Rescale the records from their start through the line containing "[(31, 522)]", inclusive, and reproduce every line, requests included. Multiply each point coordinate in the answers by 0.7 and round to whole numbers, with halves rounded up. Leave the numbers in the requests and their format samples unchanged, and return only those lines.

Data supplied:
--- --- ---

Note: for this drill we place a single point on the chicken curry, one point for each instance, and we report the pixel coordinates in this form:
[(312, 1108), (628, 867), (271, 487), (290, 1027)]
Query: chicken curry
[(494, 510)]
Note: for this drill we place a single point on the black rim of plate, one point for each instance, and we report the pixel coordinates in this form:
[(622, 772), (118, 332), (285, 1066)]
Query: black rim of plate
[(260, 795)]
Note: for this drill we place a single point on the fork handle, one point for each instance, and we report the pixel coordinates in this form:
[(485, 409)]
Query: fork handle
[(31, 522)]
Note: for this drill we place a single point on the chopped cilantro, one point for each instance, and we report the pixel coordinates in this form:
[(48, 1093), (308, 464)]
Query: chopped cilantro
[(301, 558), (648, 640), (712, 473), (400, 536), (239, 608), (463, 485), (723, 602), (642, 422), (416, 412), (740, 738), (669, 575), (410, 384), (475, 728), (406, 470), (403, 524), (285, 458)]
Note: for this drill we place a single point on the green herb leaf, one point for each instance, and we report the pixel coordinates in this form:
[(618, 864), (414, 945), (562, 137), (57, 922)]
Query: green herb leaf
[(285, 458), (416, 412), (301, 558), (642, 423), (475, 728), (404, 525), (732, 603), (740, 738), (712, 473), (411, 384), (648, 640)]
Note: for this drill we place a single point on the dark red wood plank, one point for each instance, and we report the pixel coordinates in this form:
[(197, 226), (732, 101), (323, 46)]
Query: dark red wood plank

--- --- ---

Exercise response:
Note: for this drill we place a single point on the chicken curry, one point for each instance, and we report the pixel coordinates in this form:
[(312, 1108), (628, 867), (271, 487), (290, 1027)]
Query: chicken curry
[(346, 357)]
Note: for this drill we place a single point on the black rim of plate, one point for each instance, and we report the pixel coordinates in this form:
[(622, 772), (118, 332), (285, 1066)]
Query: black rim of plate
[(182, 557)]
Note: for this drill we place a single point on the fork handle, one point for each instance, and we report the pixel coordinates in this form:
[(485, 409)]
Query: fork handle
[(22, 365)]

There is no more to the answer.